Referring expression data:
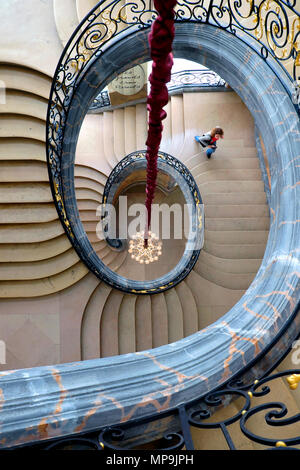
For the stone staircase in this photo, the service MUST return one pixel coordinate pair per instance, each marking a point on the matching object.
(52, 309)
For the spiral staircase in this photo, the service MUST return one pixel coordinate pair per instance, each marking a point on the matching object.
(53, 310)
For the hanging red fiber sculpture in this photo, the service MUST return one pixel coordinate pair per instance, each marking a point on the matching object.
(160, 41)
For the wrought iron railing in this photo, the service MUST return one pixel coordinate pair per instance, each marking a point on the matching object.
(273, 24)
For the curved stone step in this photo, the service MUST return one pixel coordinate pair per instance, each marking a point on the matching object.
(236, 211)
(127, 325)
(27, 213)
(119, 133)
(160, 321)
(90, 324)
(235, 198)
(90, 146)
(175, 315)
(238, 224)
(87, 183)
(229, 186)
(25, 193)
(144, 326)
(30, 233)
(141, 126)
(237, 237)
(17, 125)
(24, 103)
(22, 149)
(90, 173)
(228, 280)
(227, 265)
(228, 175)
(212, 300)
(44, 286)
(108, 139)
(27, 252)
(109, 325)
(189, 309)
(130, 144)
(38, 269)
(235, 251)
(23, 171)
(25, 79)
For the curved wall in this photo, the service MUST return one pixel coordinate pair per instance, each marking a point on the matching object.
(188, 368)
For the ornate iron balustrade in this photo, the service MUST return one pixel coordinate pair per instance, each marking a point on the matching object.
(101, 101)
(181, 175)
(177, 424)
(273, 25)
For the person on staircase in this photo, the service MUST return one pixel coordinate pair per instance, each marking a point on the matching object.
(209, 140)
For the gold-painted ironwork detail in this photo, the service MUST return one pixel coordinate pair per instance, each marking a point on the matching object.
(293, 381)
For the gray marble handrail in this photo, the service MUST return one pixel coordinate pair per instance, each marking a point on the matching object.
(58, 400)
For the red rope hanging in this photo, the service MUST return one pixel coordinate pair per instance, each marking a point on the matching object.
(160, 41)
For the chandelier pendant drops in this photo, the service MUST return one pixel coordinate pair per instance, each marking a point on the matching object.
(160, 41)
(145, 254)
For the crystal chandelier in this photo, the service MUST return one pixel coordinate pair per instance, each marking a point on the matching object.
(145, 254)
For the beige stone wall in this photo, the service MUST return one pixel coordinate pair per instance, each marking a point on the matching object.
(52, 309)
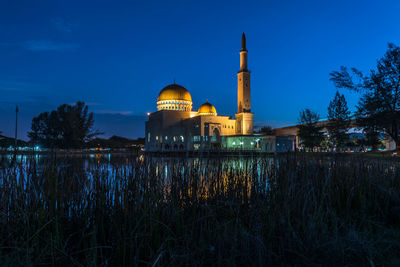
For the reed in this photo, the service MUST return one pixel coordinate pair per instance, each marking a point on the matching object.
(294, 209)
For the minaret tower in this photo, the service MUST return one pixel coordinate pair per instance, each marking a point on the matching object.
(244, 117)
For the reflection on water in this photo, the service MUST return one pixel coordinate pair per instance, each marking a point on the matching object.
(185, 178)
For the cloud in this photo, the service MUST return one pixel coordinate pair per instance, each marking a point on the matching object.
(62, 25)
(121, 112)
(48, 45)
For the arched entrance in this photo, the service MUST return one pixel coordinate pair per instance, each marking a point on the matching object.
(216, 139)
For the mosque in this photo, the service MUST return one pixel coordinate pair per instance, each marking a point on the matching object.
(176, 127)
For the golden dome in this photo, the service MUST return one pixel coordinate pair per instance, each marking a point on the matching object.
(174, 92)
(207, 109)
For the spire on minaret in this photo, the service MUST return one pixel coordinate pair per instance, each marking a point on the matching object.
(243, 42)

## TASK DIRECTIONS
Every record must be duplicated exactly, except for the pictures, which are left out.

## OUTPUT FOR THIS TASK
For the stone staircase in this photo, the service MUST return one pixel coordinate pair per instance, each marking a point on the matching object.
(52, 309)
For the spiral staircase in this photo, the service MUST return one pixel coordinate pair per instance, each marking a point on the matching object.
(53, 310)
For the hanging red fiber sculpture in this photo, the service MUST return one pixel coordinate pair per instance, each marking a point on the matching object.
(160, 41)
For the wrought iron railing in this photo, the service MUST return one pixel coordinate pair per instance, each marking a point on the matching object.
(273, 24)
For the curved stone step in this photo, the service MUST return one pixel coordinate pair per instance, each marking a point on the matching object.
(236, 211)
(127, 325)
(27, 213)
(119, 133)
(160, 321)
(90, 324)
(235, 198)
(90, 146)
(175, 315)
(238, 224)
(87, 183)
(229, 186)
(25, 193)
(144, 326)
(30, 233)
(141, 126)
(237, 237)
(17, 125)
(24, 103)
(22, 149)
(90, 173)
(228, 280)
(227, 265)
(228, 175)
(212, 300)
(44, 286)
(108, 139)
(27, 252)
(109, 325)
(189, 309)
(130, 144)
(38, 269)
(235, 251)
(23, 171)
(25, 79)
For the curved wall in this photo, the service MUST return one pixel coordinate pair per instance, each marking a point on the matching object.
(188, 368)
For the ornate iron balustrade in this photo, the service MUST return one pixel coordinate pair per instance, each marking a point on the matching object.
(101, 101)
(181, 175)
(177, 424)
(273, 25)
For the person on staircase in this photo, the service MUST return one pixel coordinate pair per instance, each marking a point on the matching object.
(209, 140)
For the gold-painted ironwork detail in this photo, the service MUST return one pixel coordinate pair per instance, each marking a point on the matching object.
(293, 381)
For the gray marble handrail in this photo, the service MUST return one pixel coordinate pair per instance, each marking a point on the matching object.
(58, 400)
For the red rope hanging in this photo, the service MUST return one pixel coordinate pair per instance, each marking a point on the matching object.
(160, 41)
For the chandelier pendant drops in this photo, the service MUST return one pixel coordinate pair per instance, each marking a point on the matching object.
(160, 41)
(145, 254)
For the crystal chandelier in this photo, the service MUST return one pixel coordinate pair per instance, each marking a point on the matching object.
(145, 254)
For the beige stone wall in this photo, the service MUST return one pixel coordinate pair per instance, each marking a point on the matching object.
(52, 309)
For the reed in this photo, the service MUST return one pixel coordinate pair per instance, each marking a point on the matching object.
(294, 209)
For the minaret tower in this photo, the service MUST return one pixel coordinate pair per instance, each marking a point on the matching object.
(244, 117)
For the reflection on water in this photo, the service MUST return one pixel coordinate pair per instance, each marking a point on the matching object.
(185, 178)
For the cloud in this photo, the service MUST return one pixel coordinate pair per instance, each marking a point on the matching object.
(62, 25)
(121, 112)
(48, 45)
For the arched entrance in this photo, the service MUST return one pixel coordinate pair per instance, each marking a point on the matching object.
(216, 139)
For the mosque in this photo, the service MUST return one pixel coordinate pair per instance, each marking a point on the matching object.
(176, 127)
For the golden dome in this photo, the service MUST return one pixel coordinate pair per instance, each marking a point on the matching object.
(174, 92)
(207, 109)
For the spire on minaret in this photo, the service MUST return one pixel coordinate pair per instance, each marking a point on the matching object.
(243, 42)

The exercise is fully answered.